サイレントの名作西部劇


『鬼火のロウドン』

原題:Blue Blazes Rawden(製作:1918年)

監督:ウィリアム・S・ハート

 

 鬼火と仇名される木こりのロウドン(ウィリアム・S・ハート)が、仲間たちと一緒に山を下りて、辺境の酒場にやってくる。そこで酒場女バベット(モード・ジョージ)にからんでいる男をあっさり殴り倒して彼女に惚れられる。ところが彼女はこの酒場の主人ヒルガード(ロバート・マッキム)の情婦だったので、ロウドンはヒルガードからいやがらせを受ける。

 ヒルガードはロウドンにサイコロ勝負を挑むが敗れ、暗闇の部屋の中での拳銃による決闘を挑む。子分に命じ、ロウドンの拳銃から弾丸を抜いておく。幸いヒルガードの弾丸は当らないが、相手の卑劣さに怒ったロウドンはヒルガードを殺してしまう。

* [設問]:
(1) 本文に基づいて、次の問いに答えよ。
(a) ロウドンの職業は何か。
(b) 酒場女バベットは誰の情婦か。
(c) ヒルガードはサイコロ勝負に敗れた後、ロウドンに何を挑むか。
(2) 本文によると、ロウドンがヒルガードからいやがらせを受けるのはなぜか。一〜三文で説明せよ。

* [提供データ]:

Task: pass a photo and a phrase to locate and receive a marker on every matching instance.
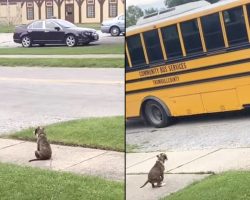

* [各設問の解答]:
(1)
(a) ロウドンは木こりである。
(b) バベットは酒場の主人ヒルガードの情婦である。
(c) ヒルガードは、暗闇の部屋の中での拳銃による決闘を挑む。

(2) ロウドンは、酒場女バベットにからんでいた男を殴り倒したことで、彼女に惚れられる。ところがバベットは酒場の主人ヒルガードの情婦だった。そのためロウドンはヒルガードからいやがらせを受ける。